EXERCICE ÉCRIT A
Recopiez mot pour mot le passage de l'extrait sur l'Afghanistan allant de "RTS - Karim" jusqu'à "depuis quarante ans.".
EXERCICE ÉCRIT B
Répondez aux questions suivantes d'après l'extrait sur l'Afghanistan.
(i) À quelle date et dans quelle ville les Etats-Unis et les talibans ont-ils entamé leurs discussions ?
(ii) Combien d'habitants l'Afghanistan compte-t-il ?
(iii) Depuis combien de temps le pays est-il en guerre ?
EXERCICE ÉCRIT C
Énumérez tous les points principaux sur lesquels portent les négociations, selon l'extrait sur l'Afghanistan.

EXTRAIT
* * * * *

Afghanistan, des femmes face aux talibans

Grand Format

RTS - Karim Amin

Introduction

Les femmes seront-elles les grandes perdantes des négociations en cours entre les Etats-Unis et les talibans? En première ligne dans la lutte pour la paix en Afghanistan, elles sont aujourd'hui nombreuses à craindre un recul de leurs droits. La RTS s'est rendue à Kaboul à la rencontre de celles et ceux qui luttent pour la sécurité et militent pour une égalité loin d'être acquise dans ce pays en guerre depuis quarante ans.

Chapitre 1
Un dialogue périlleux

RTS - Annabelle Durand

Après s'être affrontés pendant des années, les Etats-Unis et les talibans ont entamé des discussions en septembre 2018, à Doha, pour décider de l'avenir de l'Afghanistan et de ses 35,5 millions d'habitants.

Sans accès à la mer, l'Afghanistan se trouve en Asie centrale. [RTS - Google Maps]

Ces négociations qui visent à trouver une issue au conflit qui ronge le pays portent sur quatre points principaux: le retrait des troupes américaines, l'assurance que l'Afghanistan ne servira pas de refuge pour des groupes terroristes voulant attaquer d'autres pays, un dialogue inter-afghan et un cessez-le feu permanent.

* * * * *

MATÉRIEL FOURNI
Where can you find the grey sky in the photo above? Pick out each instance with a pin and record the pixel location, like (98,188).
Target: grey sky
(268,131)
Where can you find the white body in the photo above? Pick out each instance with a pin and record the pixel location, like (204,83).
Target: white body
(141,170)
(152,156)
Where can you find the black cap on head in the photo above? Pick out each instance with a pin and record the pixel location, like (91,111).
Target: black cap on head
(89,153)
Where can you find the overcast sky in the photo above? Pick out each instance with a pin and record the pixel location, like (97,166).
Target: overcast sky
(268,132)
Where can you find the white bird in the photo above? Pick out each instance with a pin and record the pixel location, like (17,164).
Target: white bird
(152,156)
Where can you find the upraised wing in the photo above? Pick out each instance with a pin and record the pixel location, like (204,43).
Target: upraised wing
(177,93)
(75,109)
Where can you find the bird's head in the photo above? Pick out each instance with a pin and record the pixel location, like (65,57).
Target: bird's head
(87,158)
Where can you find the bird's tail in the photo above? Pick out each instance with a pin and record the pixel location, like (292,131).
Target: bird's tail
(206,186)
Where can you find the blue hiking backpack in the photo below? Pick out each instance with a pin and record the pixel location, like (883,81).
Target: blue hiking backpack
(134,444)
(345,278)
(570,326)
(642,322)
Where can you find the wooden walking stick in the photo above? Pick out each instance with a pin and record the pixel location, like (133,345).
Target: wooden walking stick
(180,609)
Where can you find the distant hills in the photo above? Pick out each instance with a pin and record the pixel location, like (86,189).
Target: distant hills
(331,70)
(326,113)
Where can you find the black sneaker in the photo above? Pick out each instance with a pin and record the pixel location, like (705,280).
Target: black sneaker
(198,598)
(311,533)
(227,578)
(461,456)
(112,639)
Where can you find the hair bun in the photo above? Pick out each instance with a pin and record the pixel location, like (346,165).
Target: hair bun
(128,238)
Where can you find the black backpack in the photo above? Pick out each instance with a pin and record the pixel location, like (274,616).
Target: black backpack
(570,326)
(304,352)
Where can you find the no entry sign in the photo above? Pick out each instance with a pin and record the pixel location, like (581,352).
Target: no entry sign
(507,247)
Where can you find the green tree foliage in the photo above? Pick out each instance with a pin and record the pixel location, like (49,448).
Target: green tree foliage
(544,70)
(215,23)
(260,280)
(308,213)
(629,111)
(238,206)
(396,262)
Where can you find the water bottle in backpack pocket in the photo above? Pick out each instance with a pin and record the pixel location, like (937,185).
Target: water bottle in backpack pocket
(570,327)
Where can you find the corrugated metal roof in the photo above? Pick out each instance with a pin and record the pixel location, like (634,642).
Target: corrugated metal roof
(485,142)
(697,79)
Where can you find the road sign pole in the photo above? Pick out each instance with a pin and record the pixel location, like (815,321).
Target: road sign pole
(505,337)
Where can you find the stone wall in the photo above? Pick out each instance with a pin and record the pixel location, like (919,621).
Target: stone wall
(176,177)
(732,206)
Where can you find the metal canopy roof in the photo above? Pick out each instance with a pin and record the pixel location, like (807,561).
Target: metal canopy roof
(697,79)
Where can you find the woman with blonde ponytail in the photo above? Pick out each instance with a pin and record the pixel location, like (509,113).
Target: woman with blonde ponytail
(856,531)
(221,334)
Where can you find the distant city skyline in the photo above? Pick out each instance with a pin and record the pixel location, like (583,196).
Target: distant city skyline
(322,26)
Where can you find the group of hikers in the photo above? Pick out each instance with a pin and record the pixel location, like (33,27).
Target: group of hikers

* * * * *

CORRIGÉ A
RTS - Karim Amin

Introduction

Les femmes seront-elles les grandes perdantes des négociations en cours entre les Etats-Unis et les talibans? En première ligne dans la lutte pour la paix en Afghanistan, elles sont aujourd'hui nombreuses à craindre un recul de leurs droits. La RTS s'est rendue à Kaboul à la rencontre de celles et ceux qui luttent pour la sécurité et militent pour une égalité loin d'être acquise dans ce pays en guerre depuis quarante ans.

CORRIGÉ B
(i) En septembre 2018, à Doha.
(ii) 35,5 millions d'habitants.
(iii) Depuis quarante ans.

CORRIGÉ C
- le retrait des troupes américaines
- l'assurance que l'Afghanistan ne servira pas de refuge pour des groupes terroristes voulant attaquer d'autres pays
- un dialogue inter-afghan
- un cessez-le feu permanent